Sending Email with PHP – Part 1

Forward: In this part of the series, I give you the structure of email and how to use PHP to send email.

By: Chrysanthus Date Published: 29 Jul 2012

Introduction

This is part 1 of my series, Sending Email with PHP. In this part of the series we shall look at the email structure. I assume that you have been sending emails and you are already familiar to some of the basic terms like email address. You also need basic knowledge in PHP in order to understand this series. If you do not have that knowledge, then type, “Getting started with PHP” and my name, “Chrys” in the search box of this page and click Search. That will take you to the series on the basics of PHP. Well, in this article, I give you the basics of Email structure. For this series, I will talk only about sending email; I will not talk about receiving, replying or forwarding email.

If you do not have basic knowledge in PHP then read the series I wrote titled, “Basics of PHP”. To arrive at the series, type the title and my name Chrys in the Search Box of this page and click Search.

The aim of the series is to teach Webmasters how to send emails from web page forms. There are many email agents or software (including web mail) today that will receive, reply and forward emails for you. As a Webmaster, your primary aim with emails is how to send emails from HTML (web) forms.

Note: If you cannot see the code or if you think anything is missing (broken link, image absent), just contact me at forchatrans@yahoo.com. That is, contact me for the slightest problem you have about what you are reading.

Client and Server
When you sit in your home or office and send an email, the computer you use is the client computer. The email will pass through the Internet wire and arrive at another computer that keeps and maintains emails. This second computer is the server computer. The program in the server computer that actually does the keeping and maintenance of emails is called the email server. So both a computer and a program can be called a server. When the person to whom the email was sent thinks he has an email, he would logon to the server and he would see the email you sent. There are three computers here: the client computer, which you use, the server computer and another client computer, which the email receiver uses.

GIVEN EXERCISE
Print the whole article on sending email with PHP word for word, from its title line through the final sentence.

DATASET
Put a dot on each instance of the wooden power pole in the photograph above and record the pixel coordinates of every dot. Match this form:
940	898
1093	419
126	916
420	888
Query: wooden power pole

EXERCISE RESULT
Sending Email with PHP – Part 1

Forward: In this part of the series, I give you the structure of email and how to use PHP to send email.

By: Chrysanthus Date Published: 29 Jul 2012

Introduction

This is part 1 of my series, Sending Email with PHP. In this part of the series we shall look at the email structure. I assume that you have been sending emails and you are already familiar to some of the basic terms like email address. You also need basic knowledge in PHP in order to understand this series. If you do not have that knowledge, then type, “Getting started with PHP” and my name, “Chrys” in the search box of this page and click Search. That will take you to the series on the basics of PHP. Well, in this article, I give you the basics of Email structure. For this series, I will talk only about sending email; I will not talk about receiving, replying or forwarding email.

If you do not have basic knowledge in PHP then read the series I wrote titled, “Basics of PHP”. To arrive at the series, type the title and my name Chrys in the Search Box of this page and click Search.

The aim of the series is to teach Webmasters how to send emails from web page forms. There are many email agents or software (including web mail) today that will receive, reply and forward emails for you. As a Webmaster, your primary aim with emails is how to send emails from HTML (web) forms.

Note: If you cannot see the code or if you think anything is missing (broken link, image absent), just contact me at forchatrans@yahoo.com. That is, contact me for the slightest problem you have about what you are reading.

Client and Server
When you sit in your home or office and send an email, the computer you use is the client computer. The email will pass through the Internet wire and arrive at another computer that keeps and maintains emails. This second computer is the server computer. The program in the server computer that actually does the keeping and maintenance of emails is called the email server. So both a computer and a program can be called a server. When the person to whom the email was sent thinks he has an email, he would logon to the server and he would see the email you sent. There are three computers here: the client computer, which you use, the server computer and another client computer, which the email receiver uses.